▶ [YOUR ASSIGNMENT]:
Retype every record that follows, character for character.

----- SUPPLIED ENTRIES

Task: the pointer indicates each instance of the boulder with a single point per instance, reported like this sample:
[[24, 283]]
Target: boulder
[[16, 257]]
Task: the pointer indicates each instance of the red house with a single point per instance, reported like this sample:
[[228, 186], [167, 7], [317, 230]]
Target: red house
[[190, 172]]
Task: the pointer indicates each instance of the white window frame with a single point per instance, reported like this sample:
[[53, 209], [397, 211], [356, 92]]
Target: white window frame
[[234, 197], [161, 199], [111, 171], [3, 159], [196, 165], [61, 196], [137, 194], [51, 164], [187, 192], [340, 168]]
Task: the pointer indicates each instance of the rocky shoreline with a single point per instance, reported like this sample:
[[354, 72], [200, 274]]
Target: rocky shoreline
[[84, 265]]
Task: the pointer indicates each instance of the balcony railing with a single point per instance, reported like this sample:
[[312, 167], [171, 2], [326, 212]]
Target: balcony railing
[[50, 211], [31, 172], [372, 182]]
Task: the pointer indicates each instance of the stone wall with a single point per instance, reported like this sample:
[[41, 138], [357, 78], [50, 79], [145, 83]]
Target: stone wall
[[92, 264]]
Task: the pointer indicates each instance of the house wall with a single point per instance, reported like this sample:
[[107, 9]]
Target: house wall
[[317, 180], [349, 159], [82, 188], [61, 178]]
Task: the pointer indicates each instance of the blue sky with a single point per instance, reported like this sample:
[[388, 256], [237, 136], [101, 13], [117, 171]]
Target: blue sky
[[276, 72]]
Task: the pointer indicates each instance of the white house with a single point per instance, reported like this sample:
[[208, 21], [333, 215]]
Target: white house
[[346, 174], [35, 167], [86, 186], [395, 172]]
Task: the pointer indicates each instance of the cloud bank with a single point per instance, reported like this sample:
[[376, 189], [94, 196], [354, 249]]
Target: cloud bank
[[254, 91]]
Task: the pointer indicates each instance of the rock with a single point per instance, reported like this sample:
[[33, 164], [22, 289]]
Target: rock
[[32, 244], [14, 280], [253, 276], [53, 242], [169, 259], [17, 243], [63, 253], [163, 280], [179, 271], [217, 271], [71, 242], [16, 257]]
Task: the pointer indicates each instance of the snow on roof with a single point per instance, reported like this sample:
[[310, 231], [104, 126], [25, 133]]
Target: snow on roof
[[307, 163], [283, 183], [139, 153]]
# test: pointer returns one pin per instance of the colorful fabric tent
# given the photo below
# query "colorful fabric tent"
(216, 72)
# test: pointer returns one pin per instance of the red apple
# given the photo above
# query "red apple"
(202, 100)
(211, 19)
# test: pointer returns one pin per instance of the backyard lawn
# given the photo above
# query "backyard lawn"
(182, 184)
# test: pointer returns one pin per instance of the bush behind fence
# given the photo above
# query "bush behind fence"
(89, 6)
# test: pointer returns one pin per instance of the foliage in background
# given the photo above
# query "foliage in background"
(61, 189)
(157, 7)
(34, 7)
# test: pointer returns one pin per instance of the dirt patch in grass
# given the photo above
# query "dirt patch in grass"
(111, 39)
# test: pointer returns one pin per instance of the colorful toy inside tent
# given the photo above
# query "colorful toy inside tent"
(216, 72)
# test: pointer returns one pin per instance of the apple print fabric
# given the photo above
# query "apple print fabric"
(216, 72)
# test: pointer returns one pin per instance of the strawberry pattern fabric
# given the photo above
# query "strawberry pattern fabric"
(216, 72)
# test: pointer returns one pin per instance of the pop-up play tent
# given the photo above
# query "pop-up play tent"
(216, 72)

----------

▶ [YOUR SOLUTION]:
Task: the pointer indicates each instance of the boulder with a single point per instance, reported like this sample:
[[24, 283]]
Target: boulder
[[16, 257]]
Task: the pointer indicates each instance of the red house with a single point per instance, reported like this sample:
[[228, 186], [167, 7], [317, 230]]
Target: red house
[[190, 172]]
Task: the pointer indicates each instance of the white window frame with a single point per instance, reported like this sample:
[[53, 209], [397, 211], [356, 92]]
Target: white window frame
[[234, 197], [161, 199], [111, 171], [3, 159], [196, 165], [61, 196], [137, 194], [51, 164], [187, 192], [340, 168]]
Task: the pointer indicates each instance of the rocky shoreline with a single point per instance, reported like this sample:
[[354, 72], [200, 274]]
Target: rocky shoreline
[[84, 265]]
Task: the pointer indicates each instance of the balcony railing with a single point per instance, reported like this sample:
[[312, 167], [171, 2], [326, 212]]
Target: balcony railing
[[50, 211], [31, 172], [372, 182]]
Task: the pointer indicates each instance of the stone wall with a single point per instance, reported like this sample:
[[41, 138], [357, 78], [50, 79], [145, 83]]
Target: stone wall
[[92, 264]]
Task: the pointer indicates each instance of the house wall with a single point per instance, reported like this sample:
[[107, 9]]
Target: house wall
[[317, 180], [349, 159], [82, 188], [61, 178]]
Task: the pointer indicates each instance of the blue sky with a single point per instance, reported like this sample:
[[388, 256], [237, 136], [101, 13], [117, 171]]
Target: blue sky
[[276, 72]]
Task: the pointer indicates each instance of the white house with a single point per instance, reported like this sample:
[[208, 21], [333, 215]]
Target: white house
[[346, 174], [35, 167], [86, 186], [395, 172]]
Task: the pointer indicates each instance of the cloud bank with a single point per instance, reported like this sample:
[[376, 189], [94, 196], [354, 249]]
Target: cloud bank
[[254, 91]]
Task: the pointer indicates each instance of the rock with a single point per instance, reported like this sample:
[[33, 164], [22, 289]]
Target: rock
[[32, 244], [14, 280], [253, 276], [53, 242], [169, 259], [17, 243], [63, 253], [163, 280], [179, 271], [217, 271], [71, 242], [16, 257]]
Task: the pointer indicates each instance of the snow on roof with a single point per instance, reported like this sample:
[[310, 231], [104, 126], [25, 133]]
Target: snow on roof
[[307, 163], [283, 183], [139, 153]]
# test: pointer returns one pin per instance of the colorful fabric tent
# given the photo below
# query "colorful fabric tent"
(216, 72)
# test: pointer returns one pin per instance of the red apple
# given the photo above
# query "red apple"
(202, 100)
(211, 19)
# test: pointer returns one pin per instance of the backyard lawn
# given the photo above
# query "backyard lawn"
(182, 184)
# test: pointer returns one pin per instance of the bush behind fence
# given the photo above
# query "bush behind fence"
(89, 6)
# test: pointer returns one pin per instance of the foliage in background
# given the photo above
# query "foliage in background"
(61, 189)
(157, 7)
(34, 7)
# test: pointer returns one pin per instance of the dirt patch in grass
# given the photo above
# query "dirt patch in grass"
(111, 39)
# test: pointer returns one pin per instance of the colorful toy inside tent
# given the photo above
# query "colorful toy inside tent"
(216, 72)
# test: pointer returns one pin per instance of the apple print fabric
# given the photo above
# query "apple print fabric"
(216, 72)
# test: pointer returns one pin per instance of the strawberry pattern fabric
# given the photo above
# query "strawberry pattern fabric"
(216, 72)
# test: pointer returns one pin per instance of the pop-up play tent
# given the photo above
# query "pop-up play tent"
(216, 72)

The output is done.